*Work order*. The entries that follow need to be printed exactly as they are, minus any pictures.

Recorded data
╭──

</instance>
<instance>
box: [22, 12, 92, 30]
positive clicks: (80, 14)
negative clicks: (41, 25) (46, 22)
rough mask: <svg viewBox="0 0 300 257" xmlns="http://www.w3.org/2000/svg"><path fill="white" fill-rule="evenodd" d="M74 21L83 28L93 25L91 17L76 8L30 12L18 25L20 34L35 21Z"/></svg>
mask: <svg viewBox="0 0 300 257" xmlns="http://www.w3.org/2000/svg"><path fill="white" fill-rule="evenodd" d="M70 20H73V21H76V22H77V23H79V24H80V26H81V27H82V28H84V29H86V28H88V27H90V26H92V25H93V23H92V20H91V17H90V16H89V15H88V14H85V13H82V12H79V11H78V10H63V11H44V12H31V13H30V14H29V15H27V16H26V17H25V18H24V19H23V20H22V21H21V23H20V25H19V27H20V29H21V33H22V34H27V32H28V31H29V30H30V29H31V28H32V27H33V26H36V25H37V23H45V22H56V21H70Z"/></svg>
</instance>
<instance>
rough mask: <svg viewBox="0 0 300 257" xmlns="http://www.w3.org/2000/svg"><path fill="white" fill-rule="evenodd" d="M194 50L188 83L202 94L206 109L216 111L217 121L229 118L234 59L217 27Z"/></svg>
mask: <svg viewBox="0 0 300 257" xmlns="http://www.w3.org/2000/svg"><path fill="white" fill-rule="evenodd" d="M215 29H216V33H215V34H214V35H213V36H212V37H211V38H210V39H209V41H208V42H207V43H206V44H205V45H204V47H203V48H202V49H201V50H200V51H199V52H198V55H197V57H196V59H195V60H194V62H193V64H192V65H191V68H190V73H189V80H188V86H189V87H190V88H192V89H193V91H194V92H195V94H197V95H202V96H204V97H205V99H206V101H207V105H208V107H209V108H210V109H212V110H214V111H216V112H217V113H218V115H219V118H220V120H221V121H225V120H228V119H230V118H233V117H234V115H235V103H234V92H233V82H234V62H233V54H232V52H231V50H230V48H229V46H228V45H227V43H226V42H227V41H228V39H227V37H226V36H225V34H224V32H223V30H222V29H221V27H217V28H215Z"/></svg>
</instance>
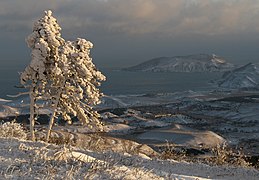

╰──

*Response for this exercise*.
</instance>
<instance>
box: [22, 12, 92, 30]
positive clicks: (80, 14)
negative clicks: (41, 25) (46, 22)
rough mask: <svg viewBox="0 0 300 257" xmlns="http://www.w3.org/2000/svg"><path fill="white" fill-rule="evenodd" d="M74 21L83 28L93 25L91 17L76 8L30 12L18 25L20 34L35 21Z"/></svg>
mask: <svg viewBox="0 0 300 257" xmlns="http://www.w3.org/2000/svg"><path fill="white" fill-rule="evenodd" d="M70 20H73V21H76V22H77V23H79V24H80V26H81V27H82V28H84V29H86V28H88V27H90V26H92V25H93V23H92V20H91V17H90V16H89V15H88V14H85V13H82V12H79V11H78V10H63V11H44V12H31V13H30V14H29V15H27V16H26V17H25V18H24V19H23V20H22V21H21V23H20V25H19V27H20V29H21V33H22V34H27V32H28V31H29V30H30V29H31V28H32V27H33V26H36V25H37V23H45V22H56V21H70Z"/></svg>
</instance>
<instance>
rough mask: <svg viewBox="0 0 300 257" xmlns="http://www.w3.org/2000/svg"><path fill="white" fill-rule="evenodd" d="M194 50L188 83L202 94L206 109L216 111L217 121L229 118L234 59L217 27Z"/></svg>
mask: <svg viewBox="0 0 300 257" xmlns="http://www.w3.org/2000/svg"><path fill="white" fill-rule="evenodd" d="M215 29H216V33H215V34H214V35H213V36H212V37H211V38H210V39H209V41H208V42H207V43H206V44H205V45H204V47H203V48H202V49H201V50H200V51H199V52H198V55H197V57H196V59H195V60H194V62H193V64H192V65H191V68H190V73H189V80H188V86H189V87H190V88H192V89H193V91H194V92H195V94H197V95H202V96H204V97H205V99H206V101H207V105H208V107H209V108H210V109H212V110H214V111H216V112H217V113H218V115H219V118H220V120H221V121H225V120H228V119H230V118H233V117H234V115H235V103H234V92H233V82H234V62H233V54H232V52H231V50H230V48H229V46H228V45H227V43H226V42H227V41H228V39H227V37H226V36H225V34H224V32H223V30H222V29H221V27H217V28H215Z"/></svg>
</instance>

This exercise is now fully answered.